(The records Opens)

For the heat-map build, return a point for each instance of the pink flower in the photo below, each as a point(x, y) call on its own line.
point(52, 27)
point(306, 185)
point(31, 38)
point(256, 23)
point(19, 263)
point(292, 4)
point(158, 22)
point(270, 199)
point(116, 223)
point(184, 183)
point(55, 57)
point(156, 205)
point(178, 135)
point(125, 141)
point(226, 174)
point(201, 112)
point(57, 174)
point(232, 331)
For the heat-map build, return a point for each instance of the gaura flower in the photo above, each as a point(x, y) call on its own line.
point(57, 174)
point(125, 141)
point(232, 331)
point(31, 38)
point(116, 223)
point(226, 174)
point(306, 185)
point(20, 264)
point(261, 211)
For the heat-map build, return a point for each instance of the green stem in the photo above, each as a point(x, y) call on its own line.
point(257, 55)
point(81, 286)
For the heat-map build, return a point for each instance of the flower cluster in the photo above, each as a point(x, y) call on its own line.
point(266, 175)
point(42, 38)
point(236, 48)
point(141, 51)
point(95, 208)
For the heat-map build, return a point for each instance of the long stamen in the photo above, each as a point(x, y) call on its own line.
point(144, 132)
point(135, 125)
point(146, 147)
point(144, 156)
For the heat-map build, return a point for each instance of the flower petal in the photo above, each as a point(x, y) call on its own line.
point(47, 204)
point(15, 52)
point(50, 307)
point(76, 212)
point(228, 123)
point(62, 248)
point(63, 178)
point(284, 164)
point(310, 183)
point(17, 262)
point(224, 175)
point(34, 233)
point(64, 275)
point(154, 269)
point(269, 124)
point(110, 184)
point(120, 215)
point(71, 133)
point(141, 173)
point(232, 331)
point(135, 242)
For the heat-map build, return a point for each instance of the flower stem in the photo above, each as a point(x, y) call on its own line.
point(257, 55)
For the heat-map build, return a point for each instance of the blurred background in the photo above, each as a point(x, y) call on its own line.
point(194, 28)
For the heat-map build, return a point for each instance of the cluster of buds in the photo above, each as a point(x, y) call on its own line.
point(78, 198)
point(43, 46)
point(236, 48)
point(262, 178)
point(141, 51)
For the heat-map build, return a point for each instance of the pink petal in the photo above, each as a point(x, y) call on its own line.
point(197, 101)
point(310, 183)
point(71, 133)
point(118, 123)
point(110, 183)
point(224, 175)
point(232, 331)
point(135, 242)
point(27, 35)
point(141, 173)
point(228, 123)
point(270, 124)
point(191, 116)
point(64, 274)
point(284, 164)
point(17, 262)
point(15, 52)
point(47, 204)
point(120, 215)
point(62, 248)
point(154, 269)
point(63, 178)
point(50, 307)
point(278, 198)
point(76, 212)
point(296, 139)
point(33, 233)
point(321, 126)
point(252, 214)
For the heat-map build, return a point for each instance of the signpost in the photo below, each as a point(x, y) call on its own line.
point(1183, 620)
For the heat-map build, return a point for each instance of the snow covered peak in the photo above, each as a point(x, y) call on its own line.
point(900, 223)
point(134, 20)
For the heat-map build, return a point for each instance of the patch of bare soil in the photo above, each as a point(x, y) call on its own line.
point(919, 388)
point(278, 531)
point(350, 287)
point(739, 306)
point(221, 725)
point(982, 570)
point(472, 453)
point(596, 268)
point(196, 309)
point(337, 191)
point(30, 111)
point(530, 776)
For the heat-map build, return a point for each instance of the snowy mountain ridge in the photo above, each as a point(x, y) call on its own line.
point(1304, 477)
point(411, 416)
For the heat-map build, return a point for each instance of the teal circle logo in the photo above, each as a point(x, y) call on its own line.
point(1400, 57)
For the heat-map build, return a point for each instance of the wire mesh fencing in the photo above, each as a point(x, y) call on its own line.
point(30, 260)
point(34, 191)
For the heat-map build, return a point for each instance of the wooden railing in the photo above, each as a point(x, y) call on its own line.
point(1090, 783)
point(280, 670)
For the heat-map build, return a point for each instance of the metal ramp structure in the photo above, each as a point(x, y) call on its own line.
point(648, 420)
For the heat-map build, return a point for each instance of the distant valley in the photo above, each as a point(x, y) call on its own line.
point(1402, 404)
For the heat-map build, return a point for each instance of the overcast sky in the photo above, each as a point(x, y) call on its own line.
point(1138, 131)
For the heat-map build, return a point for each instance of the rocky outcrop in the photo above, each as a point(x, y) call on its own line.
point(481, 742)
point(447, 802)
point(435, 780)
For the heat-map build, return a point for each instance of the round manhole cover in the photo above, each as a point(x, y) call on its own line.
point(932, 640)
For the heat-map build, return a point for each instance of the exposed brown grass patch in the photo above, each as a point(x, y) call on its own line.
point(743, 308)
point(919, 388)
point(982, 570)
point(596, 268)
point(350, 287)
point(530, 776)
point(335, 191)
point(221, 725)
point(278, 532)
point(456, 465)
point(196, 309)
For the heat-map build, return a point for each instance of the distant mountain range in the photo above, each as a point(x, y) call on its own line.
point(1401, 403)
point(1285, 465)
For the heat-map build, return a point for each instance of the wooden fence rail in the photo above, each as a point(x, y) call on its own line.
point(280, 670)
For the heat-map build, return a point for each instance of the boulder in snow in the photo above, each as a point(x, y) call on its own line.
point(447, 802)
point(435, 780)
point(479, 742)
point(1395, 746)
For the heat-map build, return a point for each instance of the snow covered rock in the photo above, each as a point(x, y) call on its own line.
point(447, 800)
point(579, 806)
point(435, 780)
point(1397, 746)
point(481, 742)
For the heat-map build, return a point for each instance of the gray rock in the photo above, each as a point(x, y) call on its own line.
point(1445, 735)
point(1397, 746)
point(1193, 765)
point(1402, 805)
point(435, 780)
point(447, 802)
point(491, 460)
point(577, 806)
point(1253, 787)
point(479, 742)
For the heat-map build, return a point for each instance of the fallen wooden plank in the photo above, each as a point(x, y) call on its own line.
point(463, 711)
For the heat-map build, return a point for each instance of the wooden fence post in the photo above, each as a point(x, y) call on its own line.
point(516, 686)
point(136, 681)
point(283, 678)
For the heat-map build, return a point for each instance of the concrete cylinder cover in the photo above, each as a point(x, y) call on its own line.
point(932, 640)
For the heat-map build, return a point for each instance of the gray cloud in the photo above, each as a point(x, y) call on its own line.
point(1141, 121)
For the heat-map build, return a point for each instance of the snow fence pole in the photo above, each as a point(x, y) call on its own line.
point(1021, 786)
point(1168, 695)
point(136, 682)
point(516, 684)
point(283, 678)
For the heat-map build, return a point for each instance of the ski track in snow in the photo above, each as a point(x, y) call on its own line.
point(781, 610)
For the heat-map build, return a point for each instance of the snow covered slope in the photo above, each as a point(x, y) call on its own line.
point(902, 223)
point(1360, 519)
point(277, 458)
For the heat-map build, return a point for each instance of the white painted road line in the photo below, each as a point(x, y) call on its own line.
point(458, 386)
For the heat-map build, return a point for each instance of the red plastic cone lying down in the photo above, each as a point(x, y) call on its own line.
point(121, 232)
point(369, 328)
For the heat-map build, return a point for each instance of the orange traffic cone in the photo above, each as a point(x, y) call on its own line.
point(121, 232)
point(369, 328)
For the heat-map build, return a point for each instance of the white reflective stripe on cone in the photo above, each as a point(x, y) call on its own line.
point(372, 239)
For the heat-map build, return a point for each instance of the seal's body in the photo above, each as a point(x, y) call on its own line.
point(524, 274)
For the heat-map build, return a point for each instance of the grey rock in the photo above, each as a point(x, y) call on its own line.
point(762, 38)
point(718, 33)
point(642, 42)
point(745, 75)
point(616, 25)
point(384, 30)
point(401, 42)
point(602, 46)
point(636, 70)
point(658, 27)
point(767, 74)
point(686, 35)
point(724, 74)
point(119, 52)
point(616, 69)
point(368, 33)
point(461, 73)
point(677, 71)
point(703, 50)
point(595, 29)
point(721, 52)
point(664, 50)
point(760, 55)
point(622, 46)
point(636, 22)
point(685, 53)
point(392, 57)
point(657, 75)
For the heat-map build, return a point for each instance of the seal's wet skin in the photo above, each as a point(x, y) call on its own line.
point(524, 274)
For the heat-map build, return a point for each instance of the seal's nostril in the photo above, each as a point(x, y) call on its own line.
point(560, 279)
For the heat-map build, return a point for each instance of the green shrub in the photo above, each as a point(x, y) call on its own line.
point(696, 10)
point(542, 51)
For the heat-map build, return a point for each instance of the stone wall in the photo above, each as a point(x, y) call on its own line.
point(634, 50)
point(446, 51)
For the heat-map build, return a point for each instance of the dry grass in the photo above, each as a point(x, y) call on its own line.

(The records Closes)

### Aim of the task
Please transcribe the lines from the one containing "the white reflective" through the last line of the records. Include both ends and nothing else.

### Result
For the heat-map build, return a point for each instance of the white reflective stripe on cone in the photo above, each as a point(x, y) call on its own line.
point(372, 239)
For the heat-map build, return a point for each instance of the seal's body in the photo above, each as a point(x, y) call on its own line.
point(524, 274)
For the heat-map build, return a point for each instance of the grey rock in the photo above, each as a point(x, y) call on its own line.
point(762, 38)
point(718, 33)
point(642, 42)
point(745, 75)
point(616, 25)
point(384, 30)
point(401, 42)
point(602, 46)
point(636, 70)
point(658, 27)
point(767, 74)
point(686, 35)
point(724, 74)
point(119, 52)
point(616, 69)
point(368, 33)
point(461, 73)
point(677, 71)
point(703, 50)
point(595, 29)
point(721, 52)
point(664, 50)
point(760, 55)
point(622, 46)
point(636, 22)
point(685, 53)
point(392, 57)
point(657, 75)
For the heat-map build, return a point for each instance of the seal's wet skin in the photo above, each as a point(x, y) call on its own line.
point(524, 274)
For the heat-map build, return a point for each instance of the seal's nostril in the photo above, each as a point(x, y) call on its own line.
point(560, 279)
For the heat-map build, return a point for each instance of the green shrub in the photo above, each as a point(x, y) call on its own line.
point(696, 10)
point(542, 51)
For the heat-map build, return a point for each instance of the stone wall in the photo above, each as a point(x, y) call on its own line.
point(634, 50)
point(446, 51)
For the heat-map build, return a point for each instance of the dry grass in the photo above, each as a point(x, y) call on its own line.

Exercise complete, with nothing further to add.